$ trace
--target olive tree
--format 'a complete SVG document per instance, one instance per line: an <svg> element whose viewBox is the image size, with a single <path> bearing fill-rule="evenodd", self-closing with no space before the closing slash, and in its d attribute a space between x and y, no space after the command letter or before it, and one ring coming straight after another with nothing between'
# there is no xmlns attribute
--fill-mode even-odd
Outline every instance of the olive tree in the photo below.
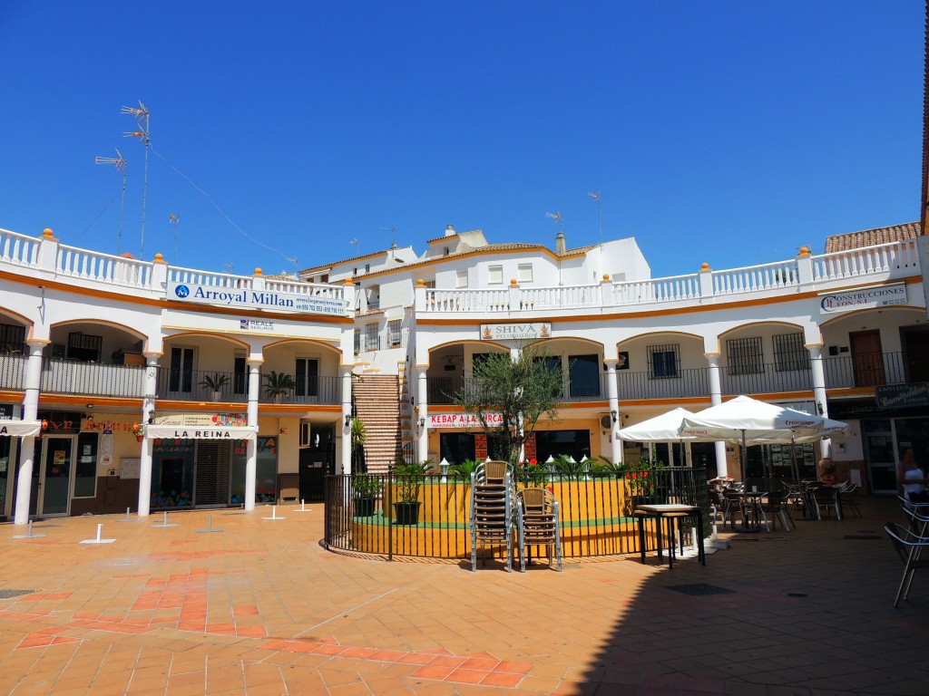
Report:
<svg viewBox="0 0 929 696"><path fill-rule="evenodd" d="M531 344L516 356L491 353L476 361L470 381L454 402L478 420L493 445L491 451L515 463L539 419L543 414L557 418L562 389L560 359Z"/></svg>

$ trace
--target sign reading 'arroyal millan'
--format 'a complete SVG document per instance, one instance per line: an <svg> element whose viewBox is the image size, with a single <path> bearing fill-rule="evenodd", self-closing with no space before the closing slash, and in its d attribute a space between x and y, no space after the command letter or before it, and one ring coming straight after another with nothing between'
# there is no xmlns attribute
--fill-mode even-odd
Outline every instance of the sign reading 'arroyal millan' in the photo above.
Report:
<svg viewBox="0 0 929 696"><path fill-rule="evenodd" d="M504 422L504 417L499 413L489 413L486 416L487 424L499 426ZM430 428L480 428L477 416L467 413L437 413L430 415L426 420Z"/></svg>
<svg viewBox="0 0 929 696"><path fill-rule="evenodd" d="M543 324L481 324L481 341L531 340L552 338L552 325Z"/></svg>
<svg viewBox="0 0 929 696"><path fill-rule="evenodd" d="M882 285L880 288L863 288L847 292L823 295L822 299L819 300L819 311L828 315L906 303L907 287L903 283L896 283L895 285Z"/></svg>
<svg viewBox="0 0 929 696"><path fill-rule="evenodd" d="M341 298L317 295L298 295L294 292L271 292L244 288L216 288L197 283L169 282L168 299L215 307L237 309L268 309L275 312L309 312L317 315L346 313L346 301Z"/></svg>

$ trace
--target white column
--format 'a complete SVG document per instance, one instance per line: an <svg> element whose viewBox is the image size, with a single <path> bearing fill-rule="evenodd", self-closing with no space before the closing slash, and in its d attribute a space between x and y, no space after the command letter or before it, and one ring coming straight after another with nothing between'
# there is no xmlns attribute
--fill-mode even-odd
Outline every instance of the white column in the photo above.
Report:
<svg viewBox="0 0 929 696"><path fill-rule="evenodd" d="M261 393L261 358L249 358L248 364L248 424L258 425L258 396ZM245 441L245 509L255 509L255 483L258 475L258 441Z"/></svg>
<svg viewBox="0 0 929 696"><path fill-rule="evenodd" d="M35 420L39 412L39 385L42 380L42 349L49 342L31 340L29 358L26 363L26 393L22 399L22 419ZM29 524L29 498L33 493L33 466L35 455L35 438L24 437L20 441L20 473L17 476L16 524Z"/></svg>
<svg viewBox="0 0 929 696"><path fill-rule="evenodd" d="M703 354L710 366L710 403L713 406L717 406L723 403L723 387L719 379L719 354L705 353ZM726 443L722 441L716 442L716 475L728 475L728 467L726 463Z"/></svg>
<svg viewBox="0 0 929 696"><path fill-rule="evenodd" d="M419 429L416 436L416 458L419 461L425 461L429 458L429 428L425 425L429 419L429 382L426 378L428 369L428 365L416 366L416 406L419 406L419 411L413 410L413 418L417 421L424 419L424 425Z"/></svg>
<svg viewBox="0 0 929 696"><path fill-rule="evenodd" d="M142 423L155 415L155 393L158 391L158 359L161 353L145 354L145 395L142 398ZM151 511L151 440L143 438L138 454L138 516Z"/></svg>
<svg viewBox="0 0 929 696"><path fill-rule="evenodd" d="M822 367L822 343L807 344L810 353L810 367L813 373L813 401L820 416L829 418L829 404L826 401L826 370ZM819 441L819 451L823 457L832 456L832 441L828 437Z"/></svg>
<svg viewBox="0 0 929 696"><path fill-rule="evenodd" d="M351 470L351 366L342 366L342 458L339 473L349 474Z"/></svg>
<svg viewBox="0 0 929 696"><path fill-rule="evenodd" d="M609 400L610 430L609 430L609 460L613 463L622 463L622 441L616 436L620 429L620 390L616 383L616 365L618 358L608 358L607 363L607 397ZM614 417L613 414L616 414Z"/></svg>

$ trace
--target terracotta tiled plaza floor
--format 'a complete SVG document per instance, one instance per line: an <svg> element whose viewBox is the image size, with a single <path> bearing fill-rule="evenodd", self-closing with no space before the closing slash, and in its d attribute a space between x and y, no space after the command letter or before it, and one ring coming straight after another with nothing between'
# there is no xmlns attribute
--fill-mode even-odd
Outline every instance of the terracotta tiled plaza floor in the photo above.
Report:
<svg viewBox="0 0 929 696"><path fill-rule="evenodd" d="M891 500L726 535L705 567L526 574L331 553L307 508L0 525L0 694L929 693L929 572L895 610L874 538Z"/></svg>

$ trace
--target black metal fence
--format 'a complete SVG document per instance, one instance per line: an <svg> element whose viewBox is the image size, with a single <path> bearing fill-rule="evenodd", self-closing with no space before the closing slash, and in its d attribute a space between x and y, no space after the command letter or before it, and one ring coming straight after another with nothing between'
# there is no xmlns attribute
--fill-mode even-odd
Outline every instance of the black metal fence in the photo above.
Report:
<svg viewBox="0 0 929 696"><path fill-rule="evenodd" d="M706 470L671 467L632 473L546 474L536 483L559 501L562 554L584 558L638 553L632 510L638 504L680 502L703 510L710 533ZM386 556L466 559L471 485L425 474L411 487L387 473L334 475L325 481L327 548ZM522 483L518 484L519 486ZM412 516L411 516L412 515ZM654 521L647 521L647 550L654 550ZM498 557L504 548L493 549Z"/></svg>

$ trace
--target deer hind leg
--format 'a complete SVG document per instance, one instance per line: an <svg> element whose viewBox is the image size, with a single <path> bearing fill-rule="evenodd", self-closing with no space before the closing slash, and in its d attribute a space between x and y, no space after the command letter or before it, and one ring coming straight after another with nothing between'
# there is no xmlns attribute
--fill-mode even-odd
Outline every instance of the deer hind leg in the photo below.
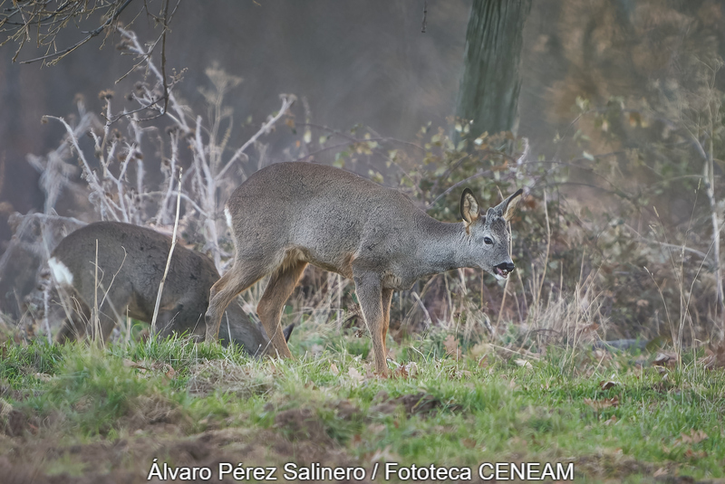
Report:
<svg viewBox="0 0 725 484"><path fill-rule="evenodd" d="M382 289L382 353L388 354L385 347L385 341L388 337L388 327L391 326L391 301L392 300L392 289Z"/></svg>
<svg viewBox="0 0 725 484"><path fill-rule="evenodd" d="M375 370L383 375L388 375L388 364L385 361L385 340L382 337L384 328L384 312L382 305L382 289L380 278L375 274L355 276L355 292L362 309L362 317L372 339L372 351L375 354Z"/></svg>
<svg viewBox="0 0 725 484"><path fill-rule="evenodd" d="M295 286L297 285L305 267L307 267L307 262L304 261L295 261L290 264L280 266L269 280L265 293L256 307L259 319L272 344L272 354L285 358L292 357L292 353L289 351L279 321L282 318L285 302L292 294Z"/></svg>
<svg viewBox="0 0 725 484"><path fill-rule="evenodd" d="M239 262L237 256L234 266L211 287L209 306L204 317L207 323L206 341L217 340L224 310L239 293L262 279L265 273L259 267Z"/></svg>

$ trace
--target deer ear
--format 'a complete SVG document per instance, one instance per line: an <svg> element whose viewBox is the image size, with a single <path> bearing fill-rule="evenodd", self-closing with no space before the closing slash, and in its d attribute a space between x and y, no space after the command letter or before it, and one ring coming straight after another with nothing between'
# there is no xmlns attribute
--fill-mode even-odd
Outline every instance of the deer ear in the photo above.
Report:
<svg viewBox="0 0 725 484"><path fill-rule="evenodd" d="M460 195L460 216L466 221L467 225L470 225L478 220L478 201L473 195L470 188L463 190L463 195Z"/></svg>
<svg viewBox="0 0 725 484"><path fill-rule="evenodd" d="M498 204L498 206L496 208L500 208L502 216L504 220L509 222L512 218L514 218L514 212L516 212L516 205L518 204L518 201L521 200L521 195L524 194L524 190L519 188L517 192Z"/></svg>

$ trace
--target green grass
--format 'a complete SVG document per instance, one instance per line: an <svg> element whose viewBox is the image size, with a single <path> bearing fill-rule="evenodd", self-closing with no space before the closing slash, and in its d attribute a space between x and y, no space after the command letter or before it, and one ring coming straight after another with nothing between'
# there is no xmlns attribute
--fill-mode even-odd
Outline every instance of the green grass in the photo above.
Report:
<svg viewBox="0 0 725 484"><path fill-rule="evenodd" d="M298 344L294 361L258 361L239 348L183 338L106 350L5 344L3 398L27 424L9 431L5 412L0 453L16 439L26 439L29 453L33 442L54 442L65 451L44 458L43 471L77 476L92 469L82 465L84 446L122 443L138 457L111 459L103 472L138 474L154 457L208 461L173 449L233 432L215 444L215 459L232 459L242 451L234 445L246 441L247 465L329 459L370 470L392 460L469 466L475 474L488 461L574 462L577 480L639 481L655 472L725 478L721 369L685 359L681 368L658 371L647 355L554 347L525 366L505 354L480 363L440 359L431 356L444 351L439 335L396 348L398 363L414 362L416 375L381 379L360 356L360 338L352 351L346 339L315 340L326 349L314 357L301 349L306 342ZM604 389L609 381L615 384ZM148 447L160 439L167 443ZM307 456L302 449L310 442L323 453ZM70 452L72 445L83 451Z"/></svg>

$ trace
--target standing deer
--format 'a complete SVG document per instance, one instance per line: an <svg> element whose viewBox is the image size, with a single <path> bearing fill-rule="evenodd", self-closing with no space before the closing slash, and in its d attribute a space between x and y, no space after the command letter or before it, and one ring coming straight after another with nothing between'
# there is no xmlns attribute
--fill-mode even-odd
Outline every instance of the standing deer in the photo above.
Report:
<svg viewBox="0 0 725 484"><path fill-rule="evenodd" d="M98 289L96 289L98 241ZM107 339L116 321L126 317L150 323L171 239L156 231L119 222L98 222L65 237L53 251L48 266L56 283L75 296L81 313L66 320L56 340L73 339L86 332L91 309L99 306L99 321ZM157 318L160 336L171 332L203 334L203 316L209 289L219 274L211 260L177 246L164 284ZM96 299L97 298L97 299ZM266 354L269 339L237 304L227 308L221 325L224 343L243 345L251 355ZM285 328L289 337L292 326Z"/></svg>
<svg viewBox="0 0 725 484"><path fill-rule="evenodd" d="M507 222L522 193L484 214L466 189L460 201L464 222L447 223L427 215L403 194L344 170L313 163L263 168L237 187L225 206L236 256L211 288L207 341L217 337L227 305L271 274L257 313L273 353L291 356L280 318L311 263L354 280L376 371L385 375L392 291L460 267L479 267L506 279L514 270Z"/></svg>

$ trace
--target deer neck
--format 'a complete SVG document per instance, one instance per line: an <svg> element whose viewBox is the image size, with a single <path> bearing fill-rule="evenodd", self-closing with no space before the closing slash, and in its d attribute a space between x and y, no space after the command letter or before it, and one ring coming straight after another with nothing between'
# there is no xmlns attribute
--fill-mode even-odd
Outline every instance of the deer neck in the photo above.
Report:
<svg viewBox="0 0 725 484"><path fill-rule="evenodd" d="M417 251L419 267L416 270L420 276L476 265L462 223L439 222L426 215L420 226L423 236Z"/></svg>

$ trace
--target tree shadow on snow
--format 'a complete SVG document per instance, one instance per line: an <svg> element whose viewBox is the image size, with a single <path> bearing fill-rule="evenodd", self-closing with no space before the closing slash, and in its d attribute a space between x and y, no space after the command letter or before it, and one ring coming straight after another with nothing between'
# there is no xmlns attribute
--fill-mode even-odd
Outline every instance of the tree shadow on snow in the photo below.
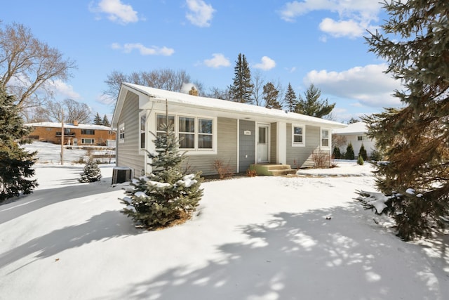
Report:
<svg viewBox="0 0 449 300"><path fill-rule="evenodd" d="M120 187L112 188L95 182L91 183L78 183L76 185L67 185L63 188L34 190L32 194L22 197L14 202L0 205L0 224L48 205L75 198L93 197L98 194L119 189Z"/></svg>
<svg viewBox="0 0 449 300"><path fill-rule="evenodd" d="M0 255L0 268L36 252L36 259L51 256L95 241L138 234L123 214L105 211L85 223L53 230Z"/></svg>
<svg viewBox="0 0 449 300"><path fill-rule="evenodd" d="M332 219L324 218L328 214ZM221 259L204 267L186 263L112 294L153 300L449 299L448 280L434 276L434 262L424 257L423 248L404 243L371 218L358 204L275 214L267 223L239 228L246 241L218 247Z"/></svg>

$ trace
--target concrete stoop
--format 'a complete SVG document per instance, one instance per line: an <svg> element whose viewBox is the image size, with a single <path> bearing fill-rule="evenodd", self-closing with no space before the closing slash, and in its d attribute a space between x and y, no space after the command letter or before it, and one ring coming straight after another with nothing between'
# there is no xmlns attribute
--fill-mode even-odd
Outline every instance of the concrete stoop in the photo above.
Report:
<svg viewBox="0 0 449 300"><path fill-rule="evenodd" d="M250 170L255 170L257 175L281 176L296 174L289 164L254 164L250 165Z"/></svg>

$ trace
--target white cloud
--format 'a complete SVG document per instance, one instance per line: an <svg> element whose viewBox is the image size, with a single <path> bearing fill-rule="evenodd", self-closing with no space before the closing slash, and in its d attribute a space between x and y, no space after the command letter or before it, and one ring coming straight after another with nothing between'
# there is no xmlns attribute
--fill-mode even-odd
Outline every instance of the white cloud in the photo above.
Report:
<svg viewBox="0 0 449 300"><path fill-rule="evenodd" d="M55 96L69 98L73 100L78 100L81 98L78 93L74 91L73 86L60 79L49 81L48 87L53 91Z"/></svg>
<svg viewBox="0 0 449 300"><path fill-rule="evenodd" d="M133 50L137 49L142 56L170 56L175 53L175 50L171 48L163 46L162 48L156 46L146 47L140 43L129 43L123 46L118 43L113 43L111 48L114 50L123 50L126 53L130 53Z"/></svg>
<svg viewBox="0 0 449 300"><path fill-rule="evenodd" d="M356 38L361 37L365 32L365 28L354 20L335 21L326 18L321 21L319 28L321 31L335 37L349 37L350 38Z"/></svg>
<svg viewBox="0 0 449 300"><path fill-rule="evenodd" d="M204 60L204 65L210 67L229 67L231 65L229 60L222 53L212 54L213 58Z"/></svg>
<svg viewBox="0 0 449 300"><path fill-rule="evenodd" d="M254 65L255 69L261 69L264 71L271 70L276 67L276 62L268 56L262 56L260 63Z"/></svg>
<svg viewBox="0 0 449 300"><path fill-rule="evenodd" d="M401 89L401 83L384 72L386 64L355 67L342 72L313 70L304 79L305 85L313 83L323 93L358 100L374 107L398 107L401 102L391 95Z"/></svg>
<svg viewBox="0 0 449 300"><path fill-rule="evenodd" d="M119 24L136 22L139 20L138 13L133 6L123 4L120 0L101 0L97 6L89 6L91 11L106 13L107 18Z"/></svg>
<svg viewBox="0 0 449 300"><path fill-rule="evenodd" d="M189 12L185 16L192 24L200 27L210 26L213 13L215 11L210 4L206 4L203 0L186 0Z"/></svg>
<svg viewBox="0 0 449 300"><path fill-rule="evenodd" d="M375 28L371 23L377 20L381 7L379 1L373 0L304 0L288 2L278 13L287 22L314 11L337 13L339 19L324 18L320 30L335 37L355 38L363 36L366 29Z"/></svg>

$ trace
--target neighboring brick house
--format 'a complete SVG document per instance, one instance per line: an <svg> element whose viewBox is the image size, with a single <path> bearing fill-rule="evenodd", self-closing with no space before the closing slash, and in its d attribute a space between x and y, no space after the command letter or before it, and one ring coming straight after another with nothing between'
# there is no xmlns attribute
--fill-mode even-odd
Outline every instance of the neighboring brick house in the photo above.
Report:
<svg viewBox="0 0 449 300"><path fill-rule="evenodd" d="M27 123L25 125L32 128L28 136L29 138L61 143L61 123ZM106 126L78 124L76 121L64 124L64 145L109 146L114 143L115 134L114 130Z"/></svg>

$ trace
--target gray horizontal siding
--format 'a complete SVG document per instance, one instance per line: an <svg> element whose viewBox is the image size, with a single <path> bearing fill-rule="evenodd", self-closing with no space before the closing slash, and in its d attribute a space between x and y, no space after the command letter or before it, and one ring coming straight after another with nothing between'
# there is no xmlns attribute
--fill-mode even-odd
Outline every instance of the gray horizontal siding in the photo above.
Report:
<svg viewBox="0 0 449 300"><path fill-rule="evenodd" d="M139 96L130 91L126 93L119 117L119 126L122 123L125 123L125 142L119 143L117 132L116 164L131 168L133 176L138 177L145 169L145 156L139 154Z"/></svg>
<svg viewBox="0 0 449 300"><path fill-rule="evenodd" d="M183 167L189 171L201 171L202 175L214 175L215 160L227 165L233 173L237 170L237 120L217 118L217 155L194 155L188 156Z"/></svg>
<svg viewBox="0 0 449 300"><path fill-rule="evenodd" d="M292 147L292 124L287 124L287 164L293 168L314 167L312 153L320 148L320 127L306 126L305 147Z"/></svg>

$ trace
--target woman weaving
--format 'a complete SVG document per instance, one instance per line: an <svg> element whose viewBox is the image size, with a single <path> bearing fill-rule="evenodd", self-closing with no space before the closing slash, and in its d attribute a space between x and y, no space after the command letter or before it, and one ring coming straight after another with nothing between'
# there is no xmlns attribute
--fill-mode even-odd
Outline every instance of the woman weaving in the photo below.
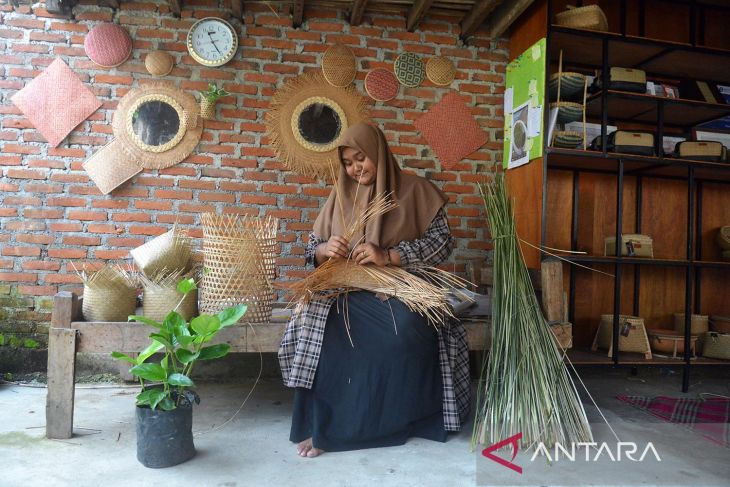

▶ Task requirements: Put everything from the start of the rows down to and including the line that contains "344L516 356L491 353L476" into a JSON list of strings, one string per line, with blank lines dropped. Leave the pictures out of the answer.

▶ Exercise response:
[
  "$ trace",
  "--target olive tree",
  "--format 'a complete SVG document per instance, one instance per line: an <svg> element whose viewBox is the image size, with a single <path> bearing fill-rule=\"evenodd\", self-closing with no space before the closing slash, and in its d attribute a space between x and y, no space after the command letter or before it, and one ring coming straight after another with nothing between'",
  "# there is no xmlns attribute",
  "--fill-mode even-odd",
  "Outline every instance of the olive tree in the photo below.",
  "Report:",
  "<svg viewBox=\"0 0 929 696\"><path fill-rule=\"evenodd\" d=\"M531 344L516 356L491 353L476 361L470 381L454 402L478 420L493 445L491 451L515 463L539 419L543 414L557 418L562 389L560 359Z\"/></svg>"
]